■ Problem set ■
1. In the forum thread on driving horse teams, how did the runaway team finally stop?
2. Show each line of the listing that contains the word "bird".

■ Passage shown ■
Yes, people might think that I am "too" cautious, but when push comes to shove and an accident _does_ happen, the lawyers will look at what the accepted practice is in the industry. I _was_ involved in an accident with those "calm" draft horses where a number of people were injured because one horse slipped it's bridle. The horses went into a full gallop, and both the "teamster" (driver) and the "swamper" (groom or header) were thrown from the wagon, as well as some passengers, resulting in some broken bones (could have been a lot worse. Look at the Iowa parade situation). Fortunately, I was on the other wagon, but I saw the results. We would have never guessed that was going to happen with that team. Knowing what I know now, we were _undereducated_ as employees in driving a "team". Basically it was, "Well, here is how you put them together, now just drive them like you ride." The team finally stopped when they "split" a tree and ran the pole up it. What we finally determined is that one horse rubbed it's bridle on the other while they were loading the group. An educated "swamper" would have known not to allow that of the horses. He was standing right in front of them when they did it, the near horse got the bridle over his right ear, and he didn't notice. As they were driving at a good clip, the bridle slipped off. It happens.

When we put together the Midwest Young Drivers Camp last year, we required that the kids have some driving experience before they would be accepted into the camp. I had a number of parents call me up and want to know if little Susie could come because she "drove" the draft horses on some wagon ride at some resort the year before. It's definitely that type of attitude that _does_ degrade driving! No, it's not _rocket science_, but it's not _child's play_, either.

Myrna (who is reading Laura Ingalls Wilder's These Golden Happy Years with her son right now, and using it as a "teachable moment" on how they used to break horses to drive.)


----------



## MiLo Minis (Nov 11, 2010)

Mickey and I read These Happy Golden Years together too and I got a chuckle out of Laura and Alonzo's methods - wish I had miles and miles of open prairie.





I too am glad that the poster has realized that driving teams are a whole new ballgame. I would also like to stress that it is _at least _twice as dangerous training a team as training a single and it quite often makes me shudder reading a reply from some well-meaning person without a great deal of experience who blithely hands out training ideas to someone who may or may not have enough experience to put them into practice without getting injured.

I think Myra's advice for what was needed - "someone knowledgeable to help" was the VERY BEST piece of advice that you could give someone looking to drive a team not JUST to make things easier or more successful but because if you don't know what you are doing you just may get yourself or someone else severely injured or killed.


----------

■ Records for the exercise ■
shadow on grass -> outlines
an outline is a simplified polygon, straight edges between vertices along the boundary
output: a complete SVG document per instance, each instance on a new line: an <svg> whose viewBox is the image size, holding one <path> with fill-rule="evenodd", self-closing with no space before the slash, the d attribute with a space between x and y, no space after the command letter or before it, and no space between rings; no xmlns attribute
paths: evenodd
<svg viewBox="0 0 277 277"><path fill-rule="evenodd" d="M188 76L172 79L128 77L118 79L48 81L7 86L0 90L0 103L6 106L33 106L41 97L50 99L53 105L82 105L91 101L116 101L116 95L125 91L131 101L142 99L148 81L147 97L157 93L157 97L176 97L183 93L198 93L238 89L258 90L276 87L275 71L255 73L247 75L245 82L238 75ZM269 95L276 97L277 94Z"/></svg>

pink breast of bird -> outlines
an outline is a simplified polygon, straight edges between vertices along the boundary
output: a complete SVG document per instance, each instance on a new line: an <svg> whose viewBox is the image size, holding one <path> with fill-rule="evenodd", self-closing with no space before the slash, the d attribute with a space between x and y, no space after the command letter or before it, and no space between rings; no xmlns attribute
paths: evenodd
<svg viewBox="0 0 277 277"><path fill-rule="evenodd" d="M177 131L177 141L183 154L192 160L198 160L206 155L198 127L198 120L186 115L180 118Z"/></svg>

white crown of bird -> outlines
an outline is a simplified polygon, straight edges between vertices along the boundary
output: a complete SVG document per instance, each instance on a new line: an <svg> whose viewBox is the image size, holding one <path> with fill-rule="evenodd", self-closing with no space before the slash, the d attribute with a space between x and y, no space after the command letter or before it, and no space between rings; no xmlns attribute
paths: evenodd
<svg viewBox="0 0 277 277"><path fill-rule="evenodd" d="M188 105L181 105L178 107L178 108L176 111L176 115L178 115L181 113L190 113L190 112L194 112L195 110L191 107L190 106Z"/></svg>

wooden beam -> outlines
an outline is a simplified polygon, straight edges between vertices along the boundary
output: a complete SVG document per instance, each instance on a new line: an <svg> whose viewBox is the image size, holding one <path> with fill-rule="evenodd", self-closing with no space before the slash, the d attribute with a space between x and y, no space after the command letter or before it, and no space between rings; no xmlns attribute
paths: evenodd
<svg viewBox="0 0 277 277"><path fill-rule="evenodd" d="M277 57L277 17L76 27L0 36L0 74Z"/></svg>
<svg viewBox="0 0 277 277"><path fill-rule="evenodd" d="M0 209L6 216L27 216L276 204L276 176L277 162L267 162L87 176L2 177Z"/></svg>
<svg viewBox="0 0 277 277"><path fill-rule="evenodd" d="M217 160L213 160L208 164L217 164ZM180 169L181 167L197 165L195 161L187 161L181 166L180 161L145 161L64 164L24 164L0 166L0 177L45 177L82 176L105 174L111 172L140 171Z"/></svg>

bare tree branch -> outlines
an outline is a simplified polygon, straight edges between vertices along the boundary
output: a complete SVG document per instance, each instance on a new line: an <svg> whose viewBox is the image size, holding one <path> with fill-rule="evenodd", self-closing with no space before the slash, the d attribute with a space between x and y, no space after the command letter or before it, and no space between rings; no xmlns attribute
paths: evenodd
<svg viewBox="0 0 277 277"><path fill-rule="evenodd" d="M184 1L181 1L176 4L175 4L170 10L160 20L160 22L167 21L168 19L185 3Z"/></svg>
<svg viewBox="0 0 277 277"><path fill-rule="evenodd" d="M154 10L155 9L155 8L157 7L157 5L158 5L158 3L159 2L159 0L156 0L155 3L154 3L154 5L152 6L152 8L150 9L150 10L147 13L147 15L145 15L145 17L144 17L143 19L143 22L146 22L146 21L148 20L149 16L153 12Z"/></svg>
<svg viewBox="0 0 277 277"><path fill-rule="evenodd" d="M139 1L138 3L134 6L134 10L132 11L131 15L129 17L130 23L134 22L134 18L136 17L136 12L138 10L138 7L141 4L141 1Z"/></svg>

■ Solved problems ■
1. They split a tree and ran the pole up it.

2.
pink breast of bird -> outlines
white crown of bird -> outlines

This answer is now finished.